Tasks to complete:
1. Swap "mutual fund schemes" for "mutual fund plans" while writing out the gold ETF text from "Gold exchange-traded funds" to "of assets managed.".
2. Write the next part of the text on gold ETFs in India, picking up after its final sentence.

--- Text section ---

Gold exchange-traded funds (ETFs) in India are witnessing a surge in popularity, driven by their strong performance and the allure of safety amid rising geopolitical tensions.
In India, gold ETFs are passively managed mutual fund schemes that invest in standard gold bullion of 99.5 percent purity. They track the domestic price of gold closely. Currently, there are 17 gold ETFs in India. Nippon India ETF Gold BeES, HDFC Gold ETF and SBI Gold ETF are the top three gold ETFs in terms of assets managed.
The average one-year returns was in the range of 29.12 per cent while 3-year and 5-year returns were 16.93 per cent and 13.59 per cent respectively. LIC MF Gold ETF gave the maximum returns on a 1-year, 3-year and 5-year basis at 29.97 per cent, 17.47 per cent and 13.87 per cent respectively, as per an analysis by Icra Analytics, a subsidiary of rating agency Icra Ltd . This is marginally lower in contrast to an average return of 30.13 per cent, 18.03 per cent and 14.88 per cent over a 1-year, 3-year and 5-year period on physical gold.

--- Entries supplied ---

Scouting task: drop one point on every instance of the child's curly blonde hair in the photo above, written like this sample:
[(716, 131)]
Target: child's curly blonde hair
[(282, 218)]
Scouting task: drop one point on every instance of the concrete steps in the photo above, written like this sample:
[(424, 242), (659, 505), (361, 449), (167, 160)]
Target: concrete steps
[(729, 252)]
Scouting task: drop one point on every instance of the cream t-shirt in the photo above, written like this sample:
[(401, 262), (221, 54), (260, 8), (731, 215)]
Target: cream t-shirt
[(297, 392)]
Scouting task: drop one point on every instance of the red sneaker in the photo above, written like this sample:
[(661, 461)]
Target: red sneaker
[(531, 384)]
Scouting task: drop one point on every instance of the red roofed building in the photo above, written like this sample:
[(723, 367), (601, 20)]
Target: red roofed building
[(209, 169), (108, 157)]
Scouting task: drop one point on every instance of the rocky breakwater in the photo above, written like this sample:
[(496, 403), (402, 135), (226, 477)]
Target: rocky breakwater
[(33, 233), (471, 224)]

---

Answers:
1.
Gold exchange-traded funds (ETFs) in India are witnessing a surge in popularity, driven by their strong performance and the allure of safety amid rising geopolitical tensions.
In India, gold ETFs are passively managed mutual fund plans that invest in standard gold bullion of 99.5 percent purity. They track the domestic price of gold closely. Currently, there are 17 gold ETFs in India. Nippon India ETF Gold BeES, HDFC Gold ETF and SBI Gold ETF are the top three gold ETFs in terms of assets managed.

2.
"Gold ETFs have been increasingly gaining popularity among investors due to liquidity, transparency and global price alignment..With the escalating geopolitical tensions boosting the “safe-haven” appeal of the bullion, investors are preferring to park their funds in Gold ETFs as compared to investing in physical gold as there is no hassle of storing it. Also, there are concerns of purity and theft while investing in physical gold, which is not the case with Gold ETFs," said Icra Analytics in a note.
Gold ETFs have witnessed a seven-fold surge in AUM (Assets under Management) in India in the last five years from Rs 5613.22 crore in September 2019 to Rs 39,823.50 crore in September 2024, and it has now emerged as the flavour of the season ahead of the Dhanteras. Inflows into Gold ETFs have surged by nearly 88 per cent since the beginning of this calendar year at Rs 1232.99 crore in September 2024, up from Rs 657.46 crore in January.
“Investors favour investing in Gold ETFs due to liquidity, transparency, cost-effectiveness, and ease of trading compared to physical gold. The heightened activity in these funds is also driven by the prospects of an interest rate cut by the U.S. Federal Reserve in the coming months,” said Ashwini Kumar, Senior Vice President and Head Market Data, Icra Analytics.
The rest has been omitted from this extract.